Excerpted data:
-- begin --

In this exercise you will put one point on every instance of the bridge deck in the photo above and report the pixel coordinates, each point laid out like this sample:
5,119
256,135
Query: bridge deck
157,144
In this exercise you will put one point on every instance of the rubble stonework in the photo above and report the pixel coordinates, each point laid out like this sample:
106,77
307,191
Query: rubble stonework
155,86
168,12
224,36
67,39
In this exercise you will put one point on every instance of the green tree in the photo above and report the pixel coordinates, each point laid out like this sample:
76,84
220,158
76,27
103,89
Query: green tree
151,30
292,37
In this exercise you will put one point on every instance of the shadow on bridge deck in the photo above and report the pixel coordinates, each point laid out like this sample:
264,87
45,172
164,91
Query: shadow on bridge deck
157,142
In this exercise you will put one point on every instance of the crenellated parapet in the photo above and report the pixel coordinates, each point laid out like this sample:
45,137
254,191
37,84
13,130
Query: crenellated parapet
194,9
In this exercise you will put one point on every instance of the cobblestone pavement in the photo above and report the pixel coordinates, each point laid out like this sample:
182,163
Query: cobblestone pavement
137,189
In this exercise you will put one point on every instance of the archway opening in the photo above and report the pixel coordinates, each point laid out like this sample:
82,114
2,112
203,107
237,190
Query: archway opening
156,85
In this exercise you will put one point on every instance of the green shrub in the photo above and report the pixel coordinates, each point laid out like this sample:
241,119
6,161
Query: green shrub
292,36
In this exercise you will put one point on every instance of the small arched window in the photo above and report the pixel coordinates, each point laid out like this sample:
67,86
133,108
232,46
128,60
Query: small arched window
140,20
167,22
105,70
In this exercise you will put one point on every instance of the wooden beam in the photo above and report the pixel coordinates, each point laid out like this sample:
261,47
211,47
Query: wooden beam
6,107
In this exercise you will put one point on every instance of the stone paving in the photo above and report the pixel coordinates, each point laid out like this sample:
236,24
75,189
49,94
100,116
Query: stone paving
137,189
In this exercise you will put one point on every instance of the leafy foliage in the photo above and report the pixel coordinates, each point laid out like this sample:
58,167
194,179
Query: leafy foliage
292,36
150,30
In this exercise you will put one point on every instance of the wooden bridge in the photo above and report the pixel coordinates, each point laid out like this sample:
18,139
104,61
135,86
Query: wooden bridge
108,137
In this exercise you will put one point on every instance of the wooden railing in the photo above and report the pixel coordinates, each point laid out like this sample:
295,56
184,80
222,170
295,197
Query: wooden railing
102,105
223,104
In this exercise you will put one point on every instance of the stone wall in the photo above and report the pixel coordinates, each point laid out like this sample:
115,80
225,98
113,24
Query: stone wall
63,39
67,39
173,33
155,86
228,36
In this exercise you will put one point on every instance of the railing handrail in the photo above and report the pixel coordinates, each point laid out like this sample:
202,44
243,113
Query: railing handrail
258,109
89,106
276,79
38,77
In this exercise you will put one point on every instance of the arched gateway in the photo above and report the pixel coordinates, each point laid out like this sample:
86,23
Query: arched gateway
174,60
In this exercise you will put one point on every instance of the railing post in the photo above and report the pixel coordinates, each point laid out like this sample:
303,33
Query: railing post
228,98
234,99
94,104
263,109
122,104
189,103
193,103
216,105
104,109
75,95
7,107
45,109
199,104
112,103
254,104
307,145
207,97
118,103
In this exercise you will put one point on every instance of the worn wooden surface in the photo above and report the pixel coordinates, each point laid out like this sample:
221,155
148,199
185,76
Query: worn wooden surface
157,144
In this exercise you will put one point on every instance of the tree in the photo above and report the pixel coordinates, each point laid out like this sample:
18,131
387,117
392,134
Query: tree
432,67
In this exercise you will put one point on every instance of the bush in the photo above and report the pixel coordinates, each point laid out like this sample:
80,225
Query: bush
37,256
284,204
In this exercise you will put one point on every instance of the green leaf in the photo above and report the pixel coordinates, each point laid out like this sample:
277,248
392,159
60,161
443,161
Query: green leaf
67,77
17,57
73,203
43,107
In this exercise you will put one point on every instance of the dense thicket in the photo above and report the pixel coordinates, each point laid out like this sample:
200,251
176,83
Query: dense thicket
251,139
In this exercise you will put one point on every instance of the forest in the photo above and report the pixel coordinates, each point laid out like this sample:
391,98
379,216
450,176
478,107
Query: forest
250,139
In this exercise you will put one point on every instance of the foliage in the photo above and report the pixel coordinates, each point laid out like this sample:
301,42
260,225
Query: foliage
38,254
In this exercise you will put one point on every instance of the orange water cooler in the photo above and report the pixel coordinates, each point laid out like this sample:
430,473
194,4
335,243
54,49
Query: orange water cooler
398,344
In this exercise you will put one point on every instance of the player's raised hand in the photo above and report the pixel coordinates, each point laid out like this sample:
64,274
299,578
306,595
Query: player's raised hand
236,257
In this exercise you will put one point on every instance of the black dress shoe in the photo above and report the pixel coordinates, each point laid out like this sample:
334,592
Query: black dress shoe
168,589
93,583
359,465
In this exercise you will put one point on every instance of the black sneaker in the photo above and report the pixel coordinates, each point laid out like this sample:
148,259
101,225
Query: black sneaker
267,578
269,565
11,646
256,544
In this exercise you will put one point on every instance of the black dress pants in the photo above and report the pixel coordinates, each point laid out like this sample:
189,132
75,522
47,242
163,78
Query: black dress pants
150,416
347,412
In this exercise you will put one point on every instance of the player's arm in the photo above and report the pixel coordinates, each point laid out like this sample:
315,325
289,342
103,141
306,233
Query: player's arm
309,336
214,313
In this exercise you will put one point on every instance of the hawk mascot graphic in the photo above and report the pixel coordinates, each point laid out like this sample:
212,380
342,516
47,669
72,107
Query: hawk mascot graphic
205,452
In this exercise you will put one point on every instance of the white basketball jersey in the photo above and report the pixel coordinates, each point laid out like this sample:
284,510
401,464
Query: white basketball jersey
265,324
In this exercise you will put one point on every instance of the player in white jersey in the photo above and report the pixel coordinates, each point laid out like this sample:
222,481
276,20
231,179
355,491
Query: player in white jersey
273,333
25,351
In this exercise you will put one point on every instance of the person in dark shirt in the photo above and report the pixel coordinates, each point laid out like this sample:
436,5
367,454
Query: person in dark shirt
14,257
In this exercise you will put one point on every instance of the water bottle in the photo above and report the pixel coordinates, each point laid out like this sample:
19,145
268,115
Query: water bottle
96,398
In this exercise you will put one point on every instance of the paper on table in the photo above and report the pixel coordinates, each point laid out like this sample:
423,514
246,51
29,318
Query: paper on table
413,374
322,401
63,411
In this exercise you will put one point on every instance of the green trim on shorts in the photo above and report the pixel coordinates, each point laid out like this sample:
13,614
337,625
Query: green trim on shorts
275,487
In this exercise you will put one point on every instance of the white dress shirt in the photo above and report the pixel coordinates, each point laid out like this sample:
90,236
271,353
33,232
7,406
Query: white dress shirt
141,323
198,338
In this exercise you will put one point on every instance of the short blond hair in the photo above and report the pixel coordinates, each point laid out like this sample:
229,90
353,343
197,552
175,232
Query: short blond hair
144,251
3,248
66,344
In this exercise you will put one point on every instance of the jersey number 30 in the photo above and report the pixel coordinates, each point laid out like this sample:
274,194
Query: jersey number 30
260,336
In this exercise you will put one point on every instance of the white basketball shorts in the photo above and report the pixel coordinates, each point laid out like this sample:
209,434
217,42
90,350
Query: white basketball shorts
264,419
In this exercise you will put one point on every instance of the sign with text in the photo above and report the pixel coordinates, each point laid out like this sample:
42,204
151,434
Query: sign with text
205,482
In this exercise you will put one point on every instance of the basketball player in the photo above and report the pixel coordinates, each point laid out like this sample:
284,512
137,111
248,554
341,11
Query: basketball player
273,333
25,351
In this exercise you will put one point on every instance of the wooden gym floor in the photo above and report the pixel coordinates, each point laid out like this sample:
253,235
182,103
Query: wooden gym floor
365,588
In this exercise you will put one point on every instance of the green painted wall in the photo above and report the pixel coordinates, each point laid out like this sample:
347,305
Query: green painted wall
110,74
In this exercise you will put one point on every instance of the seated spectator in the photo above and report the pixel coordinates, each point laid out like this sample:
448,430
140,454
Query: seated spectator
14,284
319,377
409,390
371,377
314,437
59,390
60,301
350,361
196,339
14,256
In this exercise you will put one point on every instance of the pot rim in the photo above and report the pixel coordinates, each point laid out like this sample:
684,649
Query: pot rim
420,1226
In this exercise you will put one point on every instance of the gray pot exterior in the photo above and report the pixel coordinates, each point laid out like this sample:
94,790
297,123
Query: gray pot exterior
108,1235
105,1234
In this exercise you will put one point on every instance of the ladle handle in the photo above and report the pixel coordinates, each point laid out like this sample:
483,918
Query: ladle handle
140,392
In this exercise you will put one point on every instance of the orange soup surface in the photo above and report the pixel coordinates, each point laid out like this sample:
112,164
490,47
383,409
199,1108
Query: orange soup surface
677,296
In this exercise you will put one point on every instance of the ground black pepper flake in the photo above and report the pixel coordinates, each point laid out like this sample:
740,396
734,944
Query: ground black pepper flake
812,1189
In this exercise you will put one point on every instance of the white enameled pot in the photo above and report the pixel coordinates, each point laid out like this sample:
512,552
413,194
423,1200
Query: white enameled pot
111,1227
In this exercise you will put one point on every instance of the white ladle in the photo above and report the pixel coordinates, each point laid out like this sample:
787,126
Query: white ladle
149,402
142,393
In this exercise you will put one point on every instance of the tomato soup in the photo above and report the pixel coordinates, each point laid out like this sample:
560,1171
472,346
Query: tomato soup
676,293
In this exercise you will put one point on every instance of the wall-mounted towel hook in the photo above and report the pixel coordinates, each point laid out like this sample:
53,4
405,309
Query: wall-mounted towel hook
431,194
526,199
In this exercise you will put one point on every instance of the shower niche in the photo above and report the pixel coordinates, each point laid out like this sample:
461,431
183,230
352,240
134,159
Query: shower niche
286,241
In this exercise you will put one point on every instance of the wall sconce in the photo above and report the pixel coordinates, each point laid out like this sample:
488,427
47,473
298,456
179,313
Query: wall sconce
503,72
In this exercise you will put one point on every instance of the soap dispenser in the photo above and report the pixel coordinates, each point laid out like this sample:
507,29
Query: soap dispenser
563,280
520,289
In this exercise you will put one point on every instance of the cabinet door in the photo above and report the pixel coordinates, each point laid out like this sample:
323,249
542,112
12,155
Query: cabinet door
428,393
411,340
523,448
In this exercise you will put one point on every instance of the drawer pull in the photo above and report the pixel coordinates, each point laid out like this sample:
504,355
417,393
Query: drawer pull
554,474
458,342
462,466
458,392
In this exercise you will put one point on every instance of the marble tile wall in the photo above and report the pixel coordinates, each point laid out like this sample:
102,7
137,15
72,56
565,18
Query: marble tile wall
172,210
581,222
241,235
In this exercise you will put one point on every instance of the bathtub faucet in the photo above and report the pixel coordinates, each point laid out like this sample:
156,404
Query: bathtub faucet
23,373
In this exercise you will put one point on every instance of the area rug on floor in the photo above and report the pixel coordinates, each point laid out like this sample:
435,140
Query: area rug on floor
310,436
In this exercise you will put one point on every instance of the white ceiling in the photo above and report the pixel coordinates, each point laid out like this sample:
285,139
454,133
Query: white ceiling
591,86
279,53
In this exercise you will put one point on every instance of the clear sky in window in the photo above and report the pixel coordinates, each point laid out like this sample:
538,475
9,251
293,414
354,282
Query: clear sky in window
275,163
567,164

-- end --

Give exactly the lines from the one with "the wall sconce" to the end of the entries, nothing before them.

In this exercise you will put one point on every instance of the wall sconce in the photo above and report the pixel coordinates, each point laid out like this sample:
488,427
47,473
298,456
179,313
Query: wall sconce
503,72
In this exercise you will put one point on every instance of the soap dispenser in the photo above and report the pixel coordinates, each point laid out like this sample:
507,29
Query: soap dispenser
563,280
520,289
In this exercise you will put one point on every instance of the cabinet door in the photo above and report the pixel coordinates, each point laid out like this sample:
323,249
542,112
12,155
Query: cabinet door
428,393
411,340
523,448
In this exercise you will put one point on every instance of the drawer pull in the photo above and report the pixel coordinates, each point laid out like this sample:
504,355
417,393
Query: drawer pull
554,474
458,342
462,466
458,392
In this exercise you will put one point on every instance of the marble tile wall in the photo above and report the pixel coordinates, each point laid out like this sample:
102,7
137,15
72,56
565,18
Query: marble tile wall
172,210
581,222
241,235
In this exercise you will put one point on every instance of the bathtub faucet in the photo above and report the pixel coordinates, each point laid out like this sample:
156,404
Query: bathtub faucet
23,373
In this exercise you will put one point on every instance of the area rug on floor in the photo above and report the pixel coordinates, each point laid out like this sample:
435,140
Query: area rug on floor
310,436
In this exercise you will put one point on every instance of the white ceiling in the photo above and report the pixel coordinates, each point laid out like this sample:
285,139
454,133
Query: white ceiling
591,86
279,53
In this exercise you will put one point on every instance of the clear sky in window in the photo above and report the pixel coordinates, each point laid out like this sample:
538,475
9,251
293,414
354,282
Query: clear sky in window
275,163
567,164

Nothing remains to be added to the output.